--- WHAT IS REQUIRED ---
Below are some records. How many of their lines contain the string "human"? Answer with the number alone.

━━━━━ RECORDS SUPPLIED ━━━━━

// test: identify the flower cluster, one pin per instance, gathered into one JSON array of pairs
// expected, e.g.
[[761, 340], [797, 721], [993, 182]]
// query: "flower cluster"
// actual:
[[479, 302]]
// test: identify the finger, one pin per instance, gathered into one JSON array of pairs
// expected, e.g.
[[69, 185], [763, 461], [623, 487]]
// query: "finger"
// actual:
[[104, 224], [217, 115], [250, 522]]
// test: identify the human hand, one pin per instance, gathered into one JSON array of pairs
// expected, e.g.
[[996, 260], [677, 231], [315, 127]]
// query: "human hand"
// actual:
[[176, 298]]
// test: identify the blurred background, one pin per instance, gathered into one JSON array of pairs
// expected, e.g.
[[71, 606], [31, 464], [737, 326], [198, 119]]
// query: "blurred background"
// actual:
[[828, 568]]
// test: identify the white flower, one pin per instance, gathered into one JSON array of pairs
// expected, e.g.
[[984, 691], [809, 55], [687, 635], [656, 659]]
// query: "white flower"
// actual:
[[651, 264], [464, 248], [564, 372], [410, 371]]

━━━━━

--- RESPONSE FOR THIS EXERCISE ---
2